### RECORD EXTRACTS
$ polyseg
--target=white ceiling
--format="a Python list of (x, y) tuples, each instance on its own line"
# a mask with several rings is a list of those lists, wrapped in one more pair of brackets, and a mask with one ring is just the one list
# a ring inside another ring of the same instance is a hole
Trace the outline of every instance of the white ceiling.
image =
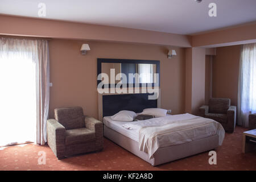
[[(192, 34), (256, 20), (256, 0), (0, 0), (0, 14)], [(217, 17), (208, 16), (217, 4)], [(1, 22), (0, 22), (1, 23)]]

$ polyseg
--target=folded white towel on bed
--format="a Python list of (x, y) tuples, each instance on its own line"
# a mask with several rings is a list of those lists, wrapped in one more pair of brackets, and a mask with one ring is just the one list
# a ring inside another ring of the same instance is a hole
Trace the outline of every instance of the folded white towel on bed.
[(225, 136), (225, 130), (220, 123), (188, 113), (133, 122), (123, 127), (138, 130), (139, 149), (148, 153), (150, 158), (160, 147), (216, 134), (219, 136), (219, 145), (221, 145)]

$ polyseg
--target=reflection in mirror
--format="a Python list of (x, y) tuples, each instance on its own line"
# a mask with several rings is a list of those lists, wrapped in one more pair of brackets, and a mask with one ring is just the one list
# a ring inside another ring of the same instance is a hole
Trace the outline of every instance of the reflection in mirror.
[[(156, 64), (119, 63), (102, 63), (101, 64), (101, 73), (106, 73), (109, 80), (110, 79), (110, 69), (114, 69), (115, 77), (118, 73), (124, 73), (126, 75), (128, 83), (149, 84), (157, 82), (154, 74), (157, 73)], [(129, 73), (133, 74), (133, 76), (129, 77)], [(108, 84), (104, 82), (104, 80), (102, 81), (104, 84)], [(120, 80), (115, 80), (115, 83), (117, 84), (119, 81)]]

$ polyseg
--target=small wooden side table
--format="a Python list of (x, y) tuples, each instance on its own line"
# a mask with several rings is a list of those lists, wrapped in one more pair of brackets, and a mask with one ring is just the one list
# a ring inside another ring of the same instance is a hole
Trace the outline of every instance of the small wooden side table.
[(256, 129), (243, 133), (243, 153), (246, 153), (256, 148)]

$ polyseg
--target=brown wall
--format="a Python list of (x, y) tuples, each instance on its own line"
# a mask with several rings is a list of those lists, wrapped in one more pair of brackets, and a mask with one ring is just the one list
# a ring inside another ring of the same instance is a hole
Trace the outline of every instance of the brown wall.
[(196, 114), (204, 104), (205, 92), (205, 49), (192, 48), (192, 113)]
[(241, 45), (218, 47), (213, 60), (213, 97), (229, 98), (236, 106), (241, 48)]
[(208, 105), (212, 93), (212, 60), (213, 56), (205, 56), (205, 104)]
[[(90, 51), (81, 55), (82, 43)], [(168, 49), (177, 56), (167, 59)], [(160, 61), (161, 105), (173, 114), (184, 110), (184, 49), (171, 46), (149, 46), (103, 42), (53, 39), (49, 42), (49, 117), (55, 108), (81, 106), (85, 114), (98, 118), (97, 58), (156, 60)]]

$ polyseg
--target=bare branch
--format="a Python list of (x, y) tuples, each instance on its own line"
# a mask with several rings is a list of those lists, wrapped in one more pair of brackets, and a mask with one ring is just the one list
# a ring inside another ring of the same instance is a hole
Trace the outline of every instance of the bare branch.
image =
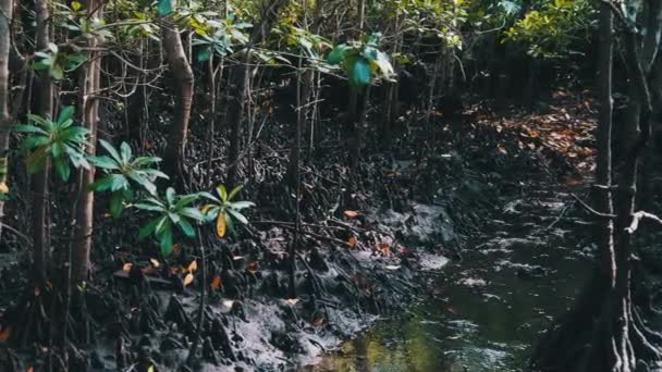
[(586, 209), (589, 213), (591, 213), (594, 216), (601, 218), (601, 219), (615, 219), (616, 215), (615, 214), (608, 214), (608, 213), (602, 213), (602, 212), (598, 212), (597, 210), (594, 210), (591, 206), (589, 206), (586, 201), (581, 200), (581, 198), (579, 198), (578, 196), (576, 196), (575, 194), (571, 194), (571, 196), (573, 198), (575, 198), (575, 200), (577, 200), (577, 202), (584, 208)]
[(658, 224), (662, 225), (662, 219), (660, 219), (659, 216), (657, 216), (652, 213), (648, 213), (646, 211), (639, 211), (639, 212), (636, 212), (635, 214), (633, 214), (633, 222), (629, 224), (629, 226), (627, 228), (625, 228), (625, 231), (630, 235), (634, 234), (639, 228), (639, 223), (643, 219), (652, 220), (652, 221), (657, 222)]

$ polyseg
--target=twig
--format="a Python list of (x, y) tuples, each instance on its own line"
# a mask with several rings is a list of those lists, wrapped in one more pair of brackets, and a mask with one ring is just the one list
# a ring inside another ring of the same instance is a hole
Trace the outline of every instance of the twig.
[(205, 324), (205, 295), (207, 293), (207, 260), (205, 258), (205, 244), (203, 241), (203, 232), (198, 227), (198, 245), (200, 246), (200, 263), (201, 263), (201, 286), (200, 286), (200, 306), (198, 308), (198, 324), (196, 326), (196, 334), (191, 349), (188, 350), (188, 357), (186, 363), (191, 365), (193, 362), (200, 338), (203, 338), (203, 326)]
[(593, 214), (594, 216), (599, 216), (601, 219), (615, 219), (616, 215), (615, 214), (608, 214), (608, 213), (602, 213), (602, 212), (598, 212), (597, 210), (594, 210), (591, 206), (589, 206), (586, 201), (581, 200), (578, 196), (576, 196), (575, 194), (571, 194), (571, 196), (573, 198), (575, 198), (575, 200), (577, 200), (577, 202), (584, 208), (586, 209), (589, 213)]
[(630, 235), (634, 234), (639, 228), (639, 223), (643, 219), (652, 220), (658, 224), (662, 225), (662, 219), (660, 219), (659, 216), (652, 213), (648, 213), (646, 211), (639, 211), (633, 214), (633, 222), (629, 224), (628, 227), (625, 228), (625, 231)]

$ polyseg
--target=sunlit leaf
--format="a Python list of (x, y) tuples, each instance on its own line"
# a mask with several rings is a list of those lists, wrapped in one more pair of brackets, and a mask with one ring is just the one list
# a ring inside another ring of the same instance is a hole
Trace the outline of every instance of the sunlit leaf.
[(219, 213), (219, 218), (216, 220), (216, 234), (219, 237), (225, 236), (225, 232), (228, 228), (228, 221), (225, 218), (225, 213)]
[(193, 283), (193, 274), (188, 273), (188, 274), (186, 274), (186, 276), (184, 276), (184, 286), (187, 286), (191, 283)]

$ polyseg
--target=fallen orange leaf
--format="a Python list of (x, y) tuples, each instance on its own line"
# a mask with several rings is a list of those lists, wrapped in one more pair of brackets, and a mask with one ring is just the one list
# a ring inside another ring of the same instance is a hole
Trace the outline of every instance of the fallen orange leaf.
[(221, 282), (221, 277), (220, 276), (216, 276), (211, 281), (211, 288), (212, 289), (219, 289), (222, 285), (223, 285), (223, 283)]
[(354, 218), (358, 216), (358, 212), (357, 211), (345, 211), (344, 213), (350, 219), (354, 219)]
[(188, 273), (186, 274), (186, 276), (184, 277), (184, 286), (189, 285), (193, 282), (193, 274)]
[(191, 261), (187, 270), (189, 272), (194, 272), (194, 271), (198, 270), (198, 262), (196, 260)]

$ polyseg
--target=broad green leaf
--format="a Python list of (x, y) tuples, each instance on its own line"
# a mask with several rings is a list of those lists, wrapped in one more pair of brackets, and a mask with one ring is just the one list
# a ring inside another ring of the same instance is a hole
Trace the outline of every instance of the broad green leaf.
[(172, 253), (172, 228), (166, 228), (160, 235), (159, 239), (161, 243), (161, 255), (164, 257), (170, 256)]
[(159, 0), (157, 12), (160, 16), (170, 15), (174, 11), (175, 0)]
[(109, 157), (87, 157), (90, 163), (93, 163), (96, 168), (102, 168), (105, 170), (117, 171), (120, 169), (120, 165)]
[(228, 219), (225, 213), (219, 213), (219, 218), (216, 220), (216, 234), (219, 237), (225, 236), (225, 232), (228, 231)]
[(69, 181), (69, 177), (71, 175), (71, 168), (69, 166), (66, 161), (62, 158), (56, 158), (53, 159), (53, 164), (56, 165), (56, 172), (58, 173), (60, 178), (62, 178), (62, 181), (64, 182)]
[(110, 186), (112, 185), (112, 178), (111, 177), (103, 177), (101, 179), (98, 179), (96, 182), (94, 182), (91, 185), (89, 185), (89, 189), (90, 190), (95, 190), (95, 191), (108, 191), (110, 189)]
[(228, 213), (230, 213), (233, 218), (235, 218), (238, 222), (243, 223), (243, 224), (247, 224), (248, 220), (246, 219), (246, 216), (244, 216), (244, 214), (232, 210), (232, 209), (228, 209)]
[(245, 209), (245, 208), (255, 207), (255, 203), (253, 201), (235, 201), (235, 202), (231, 203), (230, 206), (232, 207), (232, 209), (241, 211), (242, 209)]
[(149, 235), (151, 235), (156, 231), (157, 225), (159, 224), (159, 222), (161, 222), (161, 219), (154, 220), (150, 223), (148, 223), (147, 225), (140, 227), (140, 233), (138, 235), (138, 240), (144, 240), (146, 237), (148, 237)]
[(106, 151), (108, 151), (108, 153), (110, 153), (110, 156), (118, 162), (118, 164), (122, 163), (122, 158), (120, 157), (120, 153), (112, 145), (110, 145), (103, 139), (99, 139), (99, 144), (101, 144), (101, 146), (106, 149)]
[(157, 204), (151, 204), (151, 203), (146, 203), (146, 202), (136, 202), (134, 204), (134, 207), (136, 207), (137, 209), (140, 209), (140, 210), (144, 210), (144, 211), (151, 211), (151, 212), (162, 212), (163, 211), (163, 207), (157, 206)]
[(224, 185), (218, 185), (216, 190), (219, 193), (219, 196), (221, 197), (222, 201), (228, 200), (228, 190), (225, 189)]
[(364, 58), (356, 60), (350, 75), (350, 83), (354, 86), (366, 86), (370, 84), (371, 77), (370, 63)]
[(203, 212), (200, 212), (197, 208), (184, 208), (180, 211), (180, 214), (196, 221), (205, 220), (205, 214), (203, 214)]
[(122, 154), (122, 160), (124, 163), (128, 163), (131, 161), (133, 153), (128, 144), (122, 142), (122, 145), (120, 145), (120, 153)]
[(347, 55), (347, 46), (344, 44), (341, 44), (339, 46), (335, 46), (335, 48), (333, 48), (333, 50), (331, 51), (331, 53), (329, 53), (329, 57), (327, 58), (327, 62), (329, 64), (339, 64), (341, 63), (345, 57)]
[(124, 196), (120, 191), (112, 193), (110, 196), (110, 214), (117, 219), (122, 214), (122, 202), (124, 201)]
[(198, 62), (207, 62), (211, 58), (211, 51), (209, 49), (203, 49), (198, 52)]
[(177, 224), (177, 226), (180, 226), (180, 230), (189, 238), (195, 237), (195, 230), (193, 228), (193, 226), (191, 225), (191, 223), (188, 223), (188, 221), (186, 221), (185, 219), (180, 220), (180, 223)]
[(243, 187), (244, 186), (240, 185), (233, 188), (232, 191), (230, 191), (230, 194), (228, 195), (228, 200), (232, 200), (242, 190)]

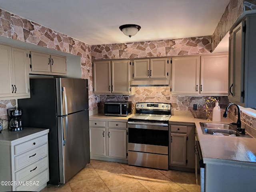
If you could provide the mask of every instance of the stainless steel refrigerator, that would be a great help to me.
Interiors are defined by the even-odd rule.
[[[30,87],[18,100],[23,126],[50,129],[48,183],[66,183],[90,162],[88,80],[31,79]]]

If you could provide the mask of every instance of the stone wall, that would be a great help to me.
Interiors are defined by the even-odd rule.
[[[244,11],[256,10],[255,0],[230,0],[212,34],[213,51]]]
[[[82,77],[88,79],[89,110],[96,107],[92,91],[90,45],[0,9],[0,36],[80,56]],[[10,101],[0,101],[0,104],[12,103]],[[6,118],[6,107],[15,107],[0,104],[0,119]]]

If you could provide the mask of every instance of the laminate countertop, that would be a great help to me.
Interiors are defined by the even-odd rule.
[[[96,114],[90,116],[89,119],[126,122],[133,115],[127,117],[115,117]],[[256,168],[256,138],[204,134],[200,124],[200,122],[229,124],[233,122],[228,118],[222,117],[220,122],[214,122],[210,120],[194,118],[192,116],[172,115],[169,123],[171,125],[195,125],[204,163]]]
[[[229,124],[233,121],[222,117],[220,122],[214,122],[190,116],[172,116],[169,121],[171,125],[195,124],[204,163],[256,168],[256,138],[204,134],[200,122]]]
[[[36,137],[37,135],[42,133],[46,134],[49,132],[49,129],[43,128],[23,127],[21,131],[10,131],[8,129],[3,130],[0,133],[0,144],[11,145],[15,144],[17,139],[26,138],[27,140]]]

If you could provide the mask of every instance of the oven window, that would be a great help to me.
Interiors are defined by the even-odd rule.
[[[168,146],[168,130],[129,128],[129,143]]]
[[[108,104],[106,105],[105,113],[110,114],[120,114],[120,105]]]

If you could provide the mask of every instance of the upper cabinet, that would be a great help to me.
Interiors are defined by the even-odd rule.
[[[0,44],[0,100],[30,97],[27,50]]]
[[[133,78],[167,79],[168,58],[134,60]]]
[[[172,71],[172,94],[198,94],[200,56],[173,58]]]
[[[201,56],[200,93],[228,94],[228,54]]]
[[[172,93],[226,95],[228,63],[226,54],[172,58]]]
[[[31,74],[66,75],[65,57],[47,53],[30,52]]]
[[[229,38],[228,99],[244,107],[256,107],[256,15],[246,16]]]
[[[97,94],[130,95],[130,60],[94,61],[94,92]]]

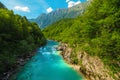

### JOB
Convert the stretch from the start of the lines through the line containing "22), (1, 23)]]" into a two-column CSV headed instruction and polygon, where each row pairs a text with its answer, every field is quoted, and line breaks become spaces. Leave the pictures out.

### THE COMPLETED TASK
instruction,polygon
"$ polyseg --target=white ceiling --format=""a Python list of (x, y) tuples, each instance on its own line"" # a mask with several rings is a list of those lists, wrapped in one more pair of brackets, and a mask with one ring is just the one list # a ring inside another ring of the same instance is a hole Trace the outline of every instance of the white ceiling. image =","[[(192, 34), (256, 20), (256, 0), (0, 0), (0, 14)], [(217, 17), (208, 16), (217, 4)], [(1, 22), (0, 22), (1, 23)]]"